▶ [TASK DIRECTIONS] Pull out each line of the material below that contains the string "field". Matching is case-sensitive.

▶ [EXERCISE DATA]
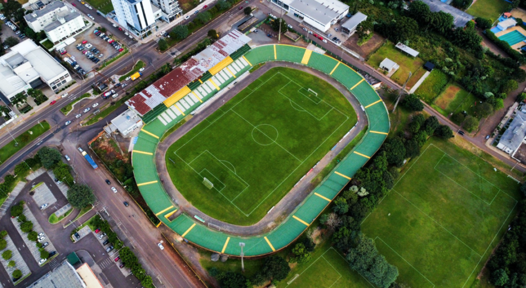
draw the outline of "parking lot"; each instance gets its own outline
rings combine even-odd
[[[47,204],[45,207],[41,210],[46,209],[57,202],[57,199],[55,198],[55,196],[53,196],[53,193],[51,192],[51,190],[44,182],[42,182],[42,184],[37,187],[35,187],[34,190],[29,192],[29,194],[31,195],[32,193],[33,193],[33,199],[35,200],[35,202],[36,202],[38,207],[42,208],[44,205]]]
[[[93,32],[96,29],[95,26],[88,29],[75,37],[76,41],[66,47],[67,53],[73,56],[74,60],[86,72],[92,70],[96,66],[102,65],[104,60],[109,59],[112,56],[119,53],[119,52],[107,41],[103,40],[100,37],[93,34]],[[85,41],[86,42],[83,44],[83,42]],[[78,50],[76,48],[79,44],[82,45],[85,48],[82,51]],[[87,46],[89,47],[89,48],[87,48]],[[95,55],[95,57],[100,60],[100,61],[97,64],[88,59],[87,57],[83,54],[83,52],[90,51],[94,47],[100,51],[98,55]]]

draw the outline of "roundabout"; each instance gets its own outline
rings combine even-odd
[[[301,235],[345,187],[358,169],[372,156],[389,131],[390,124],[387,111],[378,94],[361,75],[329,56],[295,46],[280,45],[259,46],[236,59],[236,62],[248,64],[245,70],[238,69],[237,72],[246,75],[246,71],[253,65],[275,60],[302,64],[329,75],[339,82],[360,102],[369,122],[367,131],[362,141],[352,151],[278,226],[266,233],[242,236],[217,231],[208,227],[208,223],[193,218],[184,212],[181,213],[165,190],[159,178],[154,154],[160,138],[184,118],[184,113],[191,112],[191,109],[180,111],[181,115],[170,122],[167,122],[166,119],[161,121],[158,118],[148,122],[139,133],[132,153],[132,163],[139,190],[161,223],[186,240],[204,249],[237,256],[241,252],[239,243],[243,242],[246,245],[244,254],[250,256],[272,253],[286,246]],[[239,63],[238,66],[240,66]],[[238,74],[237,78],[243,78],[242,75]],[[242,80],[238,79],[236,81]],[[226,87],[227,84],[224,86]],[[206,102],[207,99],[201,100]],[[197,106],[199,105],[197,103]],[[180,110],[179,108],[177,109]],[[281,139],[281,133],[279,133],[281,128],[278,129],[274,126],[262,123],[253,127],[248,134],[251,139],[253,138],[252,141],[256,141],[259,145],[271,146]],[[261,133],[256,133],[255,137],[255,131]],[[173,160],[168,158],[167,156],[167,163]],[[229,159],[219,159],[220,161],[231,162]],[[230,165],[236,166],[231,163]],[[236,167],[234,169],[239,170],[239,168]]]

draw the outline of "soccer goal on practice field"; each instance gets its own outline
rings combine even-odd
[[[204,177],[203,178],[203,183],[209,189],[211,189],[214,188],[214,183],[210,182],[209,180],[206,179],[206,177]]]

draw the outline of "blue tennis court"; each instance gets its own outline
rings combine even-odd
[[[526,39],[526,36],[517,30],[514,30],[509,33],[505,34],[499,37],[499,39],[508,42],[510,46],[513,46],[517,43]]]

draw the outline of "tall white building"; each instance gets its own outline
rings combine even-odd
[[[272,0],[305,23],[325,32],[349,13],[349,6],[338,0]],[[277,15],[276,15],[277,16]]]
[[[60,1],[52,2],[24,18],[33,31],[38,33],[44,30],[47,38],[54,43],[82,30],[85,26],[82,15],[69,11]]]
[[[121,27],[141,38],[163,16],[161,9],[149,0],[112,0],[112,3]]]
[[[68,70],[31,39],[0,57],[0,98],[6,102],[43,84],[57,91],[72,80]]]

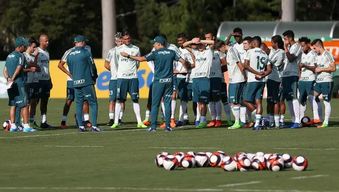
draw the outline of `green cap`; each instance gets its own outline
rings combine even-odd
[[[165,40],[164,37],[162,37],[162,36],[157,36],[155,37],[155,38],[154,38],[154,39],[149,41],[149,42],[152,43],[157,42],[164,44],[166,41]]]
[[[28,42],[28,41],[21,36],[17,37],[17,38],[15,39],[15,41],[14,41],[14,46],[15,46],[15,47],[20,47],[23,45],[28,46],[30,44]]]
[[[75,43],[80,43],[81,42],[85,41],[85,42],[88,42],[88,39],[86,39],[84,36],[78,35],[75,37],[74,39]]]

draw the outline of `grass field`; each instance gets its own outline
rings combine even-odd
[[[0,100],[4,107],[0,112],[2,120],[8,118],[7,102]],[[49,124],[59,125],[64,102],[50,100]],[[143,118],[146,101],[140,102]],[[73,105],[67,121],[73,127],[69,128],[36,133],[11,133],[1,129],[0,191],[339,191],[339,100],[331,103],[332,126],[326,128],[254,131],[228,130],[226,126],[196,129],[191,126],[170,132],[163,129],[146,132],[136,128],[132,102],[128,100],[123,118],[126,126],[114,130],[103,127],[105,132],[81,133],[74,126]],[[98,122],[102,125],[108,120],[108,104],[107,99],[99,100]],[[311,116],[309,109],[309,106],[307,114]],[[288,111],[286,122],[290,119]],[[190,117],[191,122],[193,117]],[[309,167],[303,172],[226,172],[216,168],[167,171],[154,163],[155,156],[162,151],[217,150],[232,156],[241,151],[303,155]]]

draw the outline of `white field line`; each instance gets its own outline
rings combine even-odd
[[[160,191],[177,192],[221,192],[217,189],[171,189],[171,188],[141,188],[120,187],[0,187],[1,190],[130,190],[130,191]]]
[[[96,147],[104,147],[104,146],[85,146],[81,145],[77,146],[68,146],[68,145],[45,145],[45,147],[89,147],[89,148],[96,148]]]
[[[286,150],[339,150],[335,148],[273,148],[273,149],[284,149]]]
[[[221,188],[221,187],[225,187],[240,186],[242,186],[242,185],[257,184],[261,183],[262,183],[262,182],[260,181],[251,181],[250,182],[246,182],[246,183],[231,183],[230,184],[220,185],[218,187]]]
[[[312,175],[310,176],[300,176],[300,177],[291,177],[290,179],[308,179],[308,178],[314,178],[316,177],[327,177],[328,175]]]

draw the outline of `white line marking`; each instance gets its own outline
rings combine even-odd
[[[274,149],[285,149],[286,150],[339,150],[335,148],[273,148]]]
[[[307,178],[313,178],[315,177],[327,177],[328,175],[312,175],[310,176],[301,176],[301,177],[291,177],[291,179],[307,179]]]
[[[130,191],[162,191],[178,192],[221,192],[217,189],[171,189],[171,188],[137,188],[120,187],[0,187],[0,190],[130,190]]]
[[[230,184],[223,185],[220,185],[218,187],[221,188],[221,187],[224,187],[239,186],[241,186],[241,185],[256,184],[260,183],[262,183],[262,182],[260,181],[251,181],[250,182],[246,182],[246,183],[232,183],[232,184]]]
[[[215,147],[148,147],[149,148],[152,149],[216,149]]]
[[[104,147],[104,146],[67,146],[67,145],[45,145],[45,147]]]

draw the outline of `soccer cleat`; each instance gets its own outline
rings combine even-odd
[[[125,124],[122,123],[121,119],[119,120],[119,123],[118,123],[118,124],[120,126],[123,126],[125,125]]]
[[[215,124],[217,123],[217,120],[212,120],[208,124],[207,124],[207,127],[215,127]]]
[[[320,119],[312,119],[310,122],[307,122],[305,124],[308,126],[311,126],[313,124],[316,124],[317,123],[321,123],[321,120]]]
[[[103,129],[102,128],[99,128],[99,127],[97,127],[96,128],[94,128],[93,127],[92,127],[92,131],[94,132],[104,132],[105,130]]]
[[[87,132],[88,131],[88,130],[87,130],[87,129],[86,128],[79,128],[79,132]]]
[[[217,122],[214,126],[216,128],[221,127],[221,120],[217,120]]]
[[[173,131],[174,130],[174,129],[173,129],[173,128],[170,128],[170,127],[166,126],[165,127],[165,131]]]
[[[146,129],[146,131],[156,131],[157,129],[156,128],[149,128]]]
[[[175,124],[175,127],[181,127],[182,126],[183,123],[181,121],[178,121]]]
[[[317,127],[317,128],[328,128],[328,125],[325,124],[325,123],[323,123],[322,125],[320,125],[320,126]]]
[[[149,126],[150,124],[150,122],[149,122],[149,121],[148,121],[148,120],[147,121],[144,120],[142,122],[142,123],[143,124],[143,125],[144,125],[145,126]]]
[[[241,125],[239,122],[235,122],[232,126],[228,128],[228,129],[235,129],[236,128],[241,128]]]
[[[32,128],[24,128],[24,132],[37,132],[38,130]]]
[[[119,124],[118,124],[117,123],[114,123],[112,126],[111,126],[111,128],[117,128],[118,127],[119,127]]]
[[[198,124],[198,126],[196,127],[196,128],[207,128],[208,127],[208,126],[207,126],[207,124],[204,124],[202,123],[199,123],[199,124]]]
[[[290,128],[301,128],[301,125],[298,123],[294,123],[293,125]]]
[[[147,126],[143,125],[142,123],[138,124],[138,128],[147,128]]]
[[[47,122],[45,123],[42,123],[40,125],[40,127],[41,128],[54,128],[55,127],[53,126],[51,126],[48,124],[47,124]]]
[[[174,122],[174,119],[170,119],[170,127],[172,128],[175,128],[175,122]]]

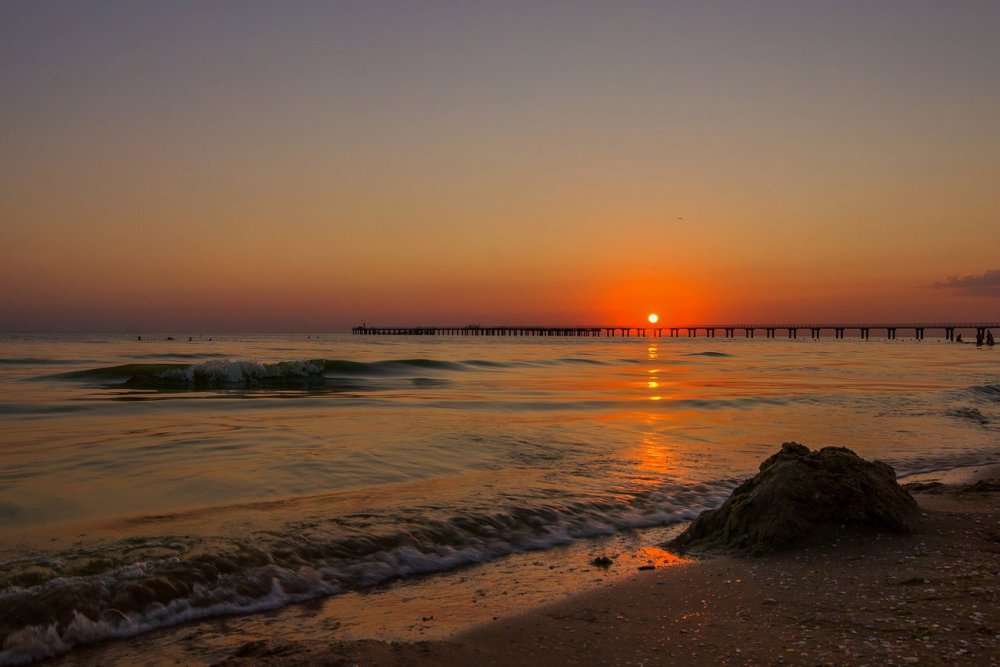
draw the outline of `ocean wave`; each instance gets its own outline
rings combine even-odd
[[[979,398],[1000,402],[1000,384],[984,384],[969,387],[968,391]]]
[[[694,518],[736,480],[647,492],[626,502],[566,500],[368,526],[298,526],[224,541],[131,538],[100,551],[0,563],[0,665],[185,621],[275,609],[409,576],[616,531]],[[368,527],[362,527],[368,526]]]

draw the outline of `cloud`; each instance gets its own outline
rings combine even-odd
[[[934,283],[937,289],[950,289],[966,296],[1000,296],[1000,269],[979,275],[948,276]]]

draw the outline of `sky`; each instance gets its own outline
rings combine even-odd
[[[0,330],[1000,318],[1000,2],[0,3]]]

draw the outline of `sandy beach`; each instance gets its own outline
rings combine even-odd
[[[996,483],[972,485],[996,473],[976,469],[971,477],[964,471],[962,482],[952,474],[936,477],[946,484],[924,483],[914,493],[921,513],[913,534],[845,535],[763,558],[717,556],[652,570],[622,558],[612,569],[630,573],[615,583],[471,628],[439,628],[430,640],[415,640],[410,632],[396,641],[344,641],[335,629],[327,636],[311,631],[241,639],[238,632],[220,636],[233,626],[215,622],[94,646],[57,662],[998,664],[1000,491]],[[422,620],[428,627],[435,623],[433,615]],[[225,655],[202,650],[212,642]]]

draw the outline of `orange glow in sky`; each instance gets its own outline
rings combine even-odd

▶ [EXERCISE OUTPUT]
draw the outline of "soccer goal on practice field"; each instance gets its own outline
draw the outline of `grass field`; each instance gets its own outline
draw the outline of `white field line`; each instance gets its own outline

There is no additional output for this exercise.